**Document extract:**
********************

September 15, 2011

The database architecture of salesforce.com, force.com, and database.com

salesforce.com, force.com, and database.com use exactly the same database infrastructure and architecture. That’s the good news. The bad news is that salesforce.com is somewhat obscure about technical details, for reasons such as:

Actually, salesforce.com has moved some kinds of data out of Oracle that previously used to be stored there. Besides Oracle, salesforce uses at least a file system and a RAM-based data store about which I have no details. Even so, much of salesforce.com’s data is stored in Oracle — a single instance of Oracle, which it believes may be the largest instance of Oracle in the world.

Salesforce did spell out some of its database story in a 2008 force.com white paper, which is good stuff, but potentially misleading in one important way. The paper tells of a level of abstraction, whereby what the application sees as logical “columns” are stored in a very different schema than one might assume. However, it doesn’t spell out a second level of abstraction, whereby that logical schema also isn’t how the database is actually laid out.

********************

**Your tasks:**
1. Please list every data store that the database architecture article says salesforce uses.
2. Summarize the database architecture article in two sentences.
The lines have nothing to do with the database architecture article.

**Supplied information:**

********************

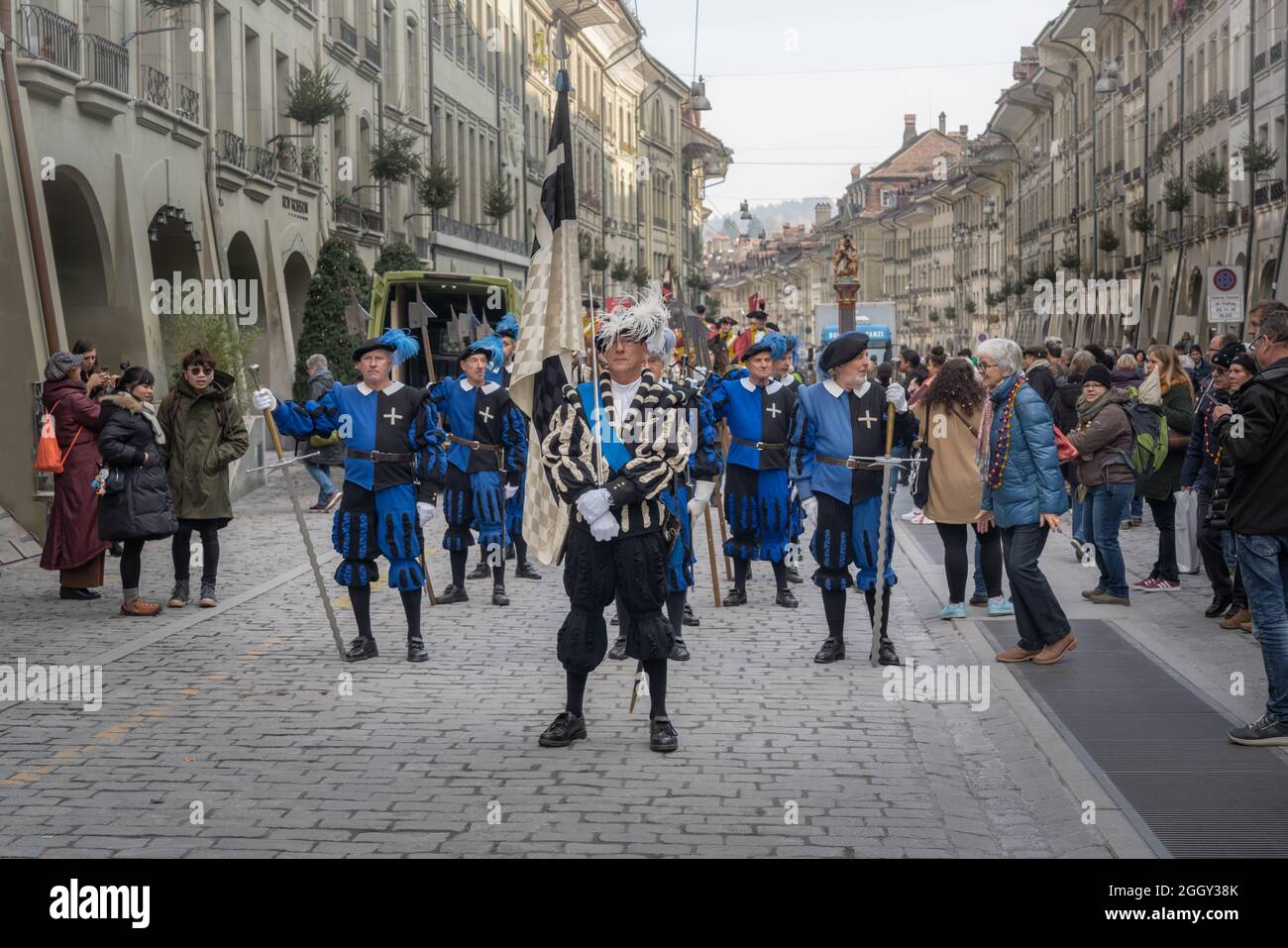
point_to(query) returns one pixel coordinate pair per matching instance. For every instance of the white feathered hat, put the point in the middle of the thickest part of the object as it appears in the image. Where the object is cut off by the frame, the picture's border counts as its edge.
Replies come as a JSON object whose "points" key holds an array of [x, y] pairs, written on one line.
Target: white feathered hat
{"points": [[642, 320]]}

********************

**Written responses:**
1. Oracle, a file system, and a RAM-based data store.

2. The products salesforce.com, force.com, and database.com use the same database infrastructure and architecture, and much of their data sits in a single Oracle instance alongside at least a file system and a RAM-based data store. A 2008 force.com white paper describes one level of abstraction between the logical columns an application sees and the schema they are stored in, but it omits a second level under which that logical schema also differs from the actual database layout.